>>>
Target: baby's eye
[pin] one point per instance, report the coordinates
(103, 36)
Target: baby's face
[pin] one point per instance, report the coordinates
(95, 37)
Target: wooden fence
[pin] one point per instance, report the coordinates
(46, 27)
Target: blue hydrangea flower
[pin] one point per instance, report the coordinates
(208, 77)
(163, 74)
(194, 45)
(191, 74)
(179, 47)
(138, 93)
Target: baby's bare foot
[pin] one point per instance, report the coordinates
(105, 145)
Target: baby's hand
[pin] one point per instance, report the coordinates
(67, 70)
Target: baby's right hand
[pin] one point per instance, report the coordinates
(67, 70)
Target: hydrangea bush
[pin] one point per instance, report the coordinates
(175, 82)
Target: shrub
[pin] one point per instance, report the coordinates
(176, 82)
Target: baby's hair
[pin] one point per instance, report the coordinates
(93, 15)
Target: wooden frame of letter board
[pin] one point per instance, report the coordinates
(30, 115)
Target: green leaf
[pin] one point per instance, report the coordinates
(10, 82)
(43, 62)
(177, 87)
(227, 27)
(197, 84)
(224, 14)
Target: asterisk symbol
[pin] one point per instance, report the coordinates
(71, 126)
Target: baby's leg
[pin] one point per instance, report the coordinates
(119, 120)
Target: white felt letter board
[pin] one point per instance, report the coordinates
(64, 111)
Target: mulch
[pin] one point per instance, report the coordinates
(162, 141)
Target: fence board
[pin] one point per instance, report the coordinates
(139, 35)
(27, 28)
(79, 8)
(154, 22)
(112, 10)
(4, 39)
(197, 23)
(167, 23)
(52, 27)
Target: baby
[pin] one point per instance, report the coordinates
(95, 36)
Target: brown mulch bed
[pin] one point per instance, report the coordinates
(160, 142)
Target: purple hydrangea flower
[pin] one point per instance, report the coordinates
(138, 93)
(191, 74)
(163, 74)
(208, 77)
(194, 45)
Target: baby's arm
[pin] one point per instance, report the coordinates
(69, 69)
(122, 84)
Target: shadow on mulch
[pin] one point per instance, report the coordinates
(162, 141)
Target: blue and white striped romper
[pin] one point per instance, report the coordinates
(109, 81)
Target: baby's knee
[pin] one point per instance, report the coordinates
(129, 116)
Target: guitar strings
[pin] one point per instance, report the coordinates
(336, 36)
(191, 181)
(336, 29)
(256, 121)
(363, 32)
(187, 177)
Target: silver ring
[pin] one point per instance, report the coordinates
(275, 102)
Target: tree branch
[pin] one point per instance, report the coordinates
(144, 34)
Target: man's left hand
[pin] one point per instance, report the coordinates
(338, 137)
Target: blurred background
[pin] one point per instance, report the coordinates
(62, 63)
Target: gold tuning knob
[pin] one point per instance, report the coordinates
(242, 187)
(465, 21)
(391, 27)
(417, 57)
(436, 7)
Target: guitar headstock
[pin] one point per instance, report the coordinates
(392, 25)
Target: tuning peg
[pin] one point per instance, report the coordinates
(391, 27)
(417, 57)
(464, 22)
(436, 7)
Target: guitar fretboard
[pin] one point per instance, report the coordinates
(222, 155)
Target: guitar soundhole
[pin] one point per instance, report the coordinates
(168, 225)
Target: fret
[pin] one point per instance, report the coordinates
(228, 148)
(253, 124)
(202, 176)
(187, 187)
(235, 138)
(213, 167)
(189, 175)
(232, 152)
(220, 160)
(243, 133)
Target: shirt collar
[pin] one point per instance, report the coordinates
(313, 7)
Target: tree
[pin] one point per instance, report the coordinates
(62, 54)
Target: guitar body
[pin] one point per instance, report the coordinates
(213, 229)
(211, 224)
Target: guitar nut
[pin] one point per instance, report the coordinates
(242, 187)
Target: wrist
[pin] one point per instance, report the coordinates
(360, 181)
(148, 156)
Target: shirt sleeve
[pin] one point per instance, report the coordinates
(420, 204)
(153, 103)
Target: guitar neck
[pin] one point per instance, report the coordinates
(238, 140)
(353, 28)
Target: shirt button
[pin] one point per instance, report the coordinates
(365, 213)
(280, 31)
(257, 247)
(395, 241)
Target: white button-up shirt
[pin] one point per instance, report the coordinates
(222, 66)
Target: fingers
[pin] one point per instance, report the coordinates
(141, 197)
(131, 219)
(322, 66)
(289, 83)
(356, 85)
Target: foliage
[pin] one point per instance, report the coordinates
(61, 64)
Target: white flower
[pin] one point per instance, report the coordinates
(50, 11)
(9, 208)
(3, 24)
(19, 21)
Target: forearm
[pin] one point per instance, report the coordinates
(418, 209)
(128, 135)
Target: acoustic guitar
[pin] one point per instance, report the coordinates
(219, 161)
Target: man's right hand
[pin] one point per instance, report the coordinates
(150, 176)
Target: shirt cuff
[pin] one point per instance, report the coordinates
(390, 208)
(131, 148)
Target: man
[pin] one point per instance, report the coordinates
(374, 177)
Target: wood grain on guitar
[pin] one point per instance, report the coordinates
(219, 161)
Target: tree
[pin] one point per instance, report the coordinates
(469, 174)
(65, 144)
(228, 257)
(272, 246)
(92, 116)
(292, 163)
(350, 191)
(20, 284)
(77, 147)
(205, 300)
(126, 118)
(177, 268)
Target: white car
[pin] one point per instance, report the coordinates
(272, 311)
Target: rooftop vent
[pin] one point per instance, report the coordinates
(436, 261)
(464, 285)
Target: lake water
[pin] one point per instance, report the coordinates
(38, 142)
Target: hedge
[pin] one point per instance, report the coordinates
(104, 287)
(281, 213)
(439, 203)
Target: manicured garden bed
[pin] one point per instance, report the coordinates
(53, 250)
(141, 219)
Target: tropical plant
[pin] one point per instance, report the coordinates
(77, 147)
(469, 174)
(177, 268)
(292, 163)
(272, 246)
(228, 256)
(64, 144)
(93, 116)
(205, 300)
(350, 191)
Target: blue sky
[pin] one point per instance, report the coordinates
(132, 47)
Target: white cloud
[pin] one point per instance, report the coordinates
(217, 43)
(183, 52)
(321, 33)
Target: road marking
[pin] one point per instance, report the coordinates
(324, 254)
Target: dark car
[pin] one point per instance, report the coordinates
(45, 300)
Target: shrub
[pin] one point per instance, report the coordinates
<<<
* [EXERCISE INSTRUCTIONS]: Copy every record shown above, exactly and completely.

* [EXERCISE ANSWER]:
Target: baby's eye
[pin] one point per instance, report the coordinates
(103, 36)
Target: baby's face
[pin] one point per instance, report the coordinates
(95, 37)
Target: wooden fence
[pin] one point per instance, report the coordinates
(46, 27)
Target: blue hydrangea flower
[pin] one point per instance, report the coordinates
(208, 77)
(163, 74)
(194, 45)
(191, 74)
(179, 47)
(138, 93)
Target: baby's bare foot
[pin] one point per instance, report the coordinates
(105, 145)
Target: baby's hand
[pin] one point per instance, report the coordinates
(67, 70)
Target: baby's right hand
[pin] one point per instance, report the coordinates
(67, 70)
Target: hydrangea bush
[pin] one point per instance, report the coordinates
(175, 82)
Target: shrub
[pin] one point per instance, report the coordinates
(176, 82)
Target: baby's hair
[pin] one point per instance, report the coordinates
(93, 15)
Target: wooden frame of letter board
[pin] one point per instance, report the coordinates
(30, 115)
Target: green leaf
[pin] one point per instance, report the coordinates
(10, 82)
(43, 62)
(177, 87)
(227, 27)
(197, 84)
(224, 14)
Target: asterisk symbol
[pin] one point per instance, report the coordinates
(71, 126)
Target: baby's leg
[pin] one point per instance, report the coordinates
(119, 120)
Target: white felt letter board
[pin] one point per instance, report the coordinates
(64, 111)
Target: mulch
[pin] one point per instance, report the coordinates
(162, 141)
Target: fence board
[pin] one point per instance, report the coordinates
(139, 35)
(27, 28)
(79, 8)
(154, 22)
(112, 10)
(4, 39)
(197, 23)
(167, 23)
(52, 27)
Target: baby
[pin] one point per instance, report the coordinates
(95, 36)
Target: brown mulch bed
[pin] one point per instance, report the coordinates
(160, 142)
Target: purple hydrangea flower
[pin] one point per instance, report the coordinates
(138, 93)
(191, 74)
(163, 74)
(208, 77)
(194, 45)
Target: baby's arm
[pin] one point per instance, report the coordinates
(69, 69)
(122, 84)
Target: shadow on mulch
[pin] one point per instance, report the coordinates
(162, 141)
Target: blue and white striped romper
[pin] one point per instance, report the coordinates
(109, 81)
Target: baby's knee
[pin] one point per instance, report the coordinates
(129, 116)
Target: guitar strings
[pin] one point per instance, report the coordinates
(336, 36)
(191, 181)
(336, 29)
(256, 121)
(363, 32)
(187, 177)
Target: silver ring
[pin] one point per instance, report the coordinates
(275, 102)
Target: tree branch
[pin] one point per instance, report the coordinates
(144, 34)
Target: man's left hand
[pin] one point per instance, report the coordinates
(338, 137)
Target: blurred background
[pin] one point per instance, report the coordinates
(62, 63)
Target: gold tuning knob
[pin] one point per instance, report the coordinates
(242, 187)
(465, 21)
(391, 27)
(417, 57)
(436, 7)
Target: guitar headstock
[pin] one point per instance, report the coordinates
(392, 25)
Target: tuning peg
[pin] one point per instance, report the coordinates
(391, 27)
(417, 57)
(464, 22)
(436, 7)
Target: guitar fretboard
[pin] one point per instance, report the coordinates
(222, 155)
Target: guitar soundhole
[pin] one point per instance, report the coordinates
(168, 225)
Target: fret
[pin] one point per instance, report the coordinates
(228, 148)
(253, 124)
(202, 176)
(187, 187)
(235, 138)
(213, 167)
(189, 175)
(232, 152)
(220, 160)
(243, 133)
Target: shirt collar
[pin] one point per instance, report the coordinates
(313, 7)
Target: tree
[pin] one point per instance, report the coordinates
(62, 54)
Target: guitar body
[pin] one point per instance, report the coordinates
(213, 229)
(211, 224)
Target: guitar nut
[pin] one point per instance, report the coordinates
(242, 187)
Target: wrist
[pin] one point per instance, report the coordinates
(360, 181)
(148, 156)
Target: shirt sleeve
[pin] one point per instance, report the coordinates
(420, 204)
(153, 103)
Target: guitar neck
[pin] one point per instance, report the coordinates
(238, 140)
(353, 28)
Target: shirt button
[pin] one point per instance, report the coordinates
(365, 213)
(280, 31)
(257, 247)
(395, 241)
Target: white button-up shirt
[pin] one point per instance, report the coordinates
(222, 66)
Target: fingers
[pin] one point per instance, report the coordinates
(141, 197)
(131, 219)
(322, 66)
(289, 83)
(356, 85)
Target: foliage
[pin] one point per instance, report the coordinates
(61, 64)
Target: white flower
[pin] one point per instance, report the coordinates
(50, 11)
(9, 208)
(3, 24)
(19, 21)
Target: forearm
[pin] one point per instance, report the coordinates
(418, 209)
(128, 135)
Target: acoustic guitar
[pin] one point per instance, report the coordinates
(219, 161)
Target: man's right hand
[pin] one point per instance, report the coordinates
(150, 176)
Target: shirt cuff
[pin] one point per instance, report the coordinates
(390, 208)
(131, 148)
Target: man
[pin] one point per instance, report the coordinates
(374, 177)
Target: wood grain on guitar
[pin] one point per instance, report the coordinates
(219, 161)
Target: tree
[pin] one point per instance, report the coordinates
(469, 174)
(65, 144)
(228, 257)
(272, 246)
(92, 116)
(292, 163)
(350, 191)
(20, 284)
(77, 147)
(205, 300)
(126, 118)
(177, 268)
Target: white car
[pin] one point per instance, report the coordinates
(272, 311)
Target: rooftop vent
[pin] one point per instance, report the coordinates
(436, 261)
(464, 285)
Target: lake water
[pin] one point per instance, report the coordinates
(38, 142)
Target: hedge
[pin] one point per instance, report the coordinates
(104, 287)
(281, 213)
(439, 203)
Target: manicured garden bed
[pin] one point per instance, report the coordinates
(53, 250)
(141, 219)
Target: tropical plant
[pin] one point per instance, report the coordinates
(77, 147)
(469, 174)
(177, 268)
(292, 163)
(272, 246)
(228, 256)
(64, 144)
(93, 116)
(205, 300)
(350, 191)
Target: blue sky
[pin] one point per instance, report the coordinates
(132, 47)
Target: white cloud
[pin] one point per instance, report the coordinates
(217, 43)
(183, 52)
(321, 33)
Target: road marking
[pin] one point per instance, report the coordinates
(324, 254)
Target: dark car
[pin] one point per instance, report the coordinates
(45, 300)
Target: shrub
[pin] one point per instance, report the coordinates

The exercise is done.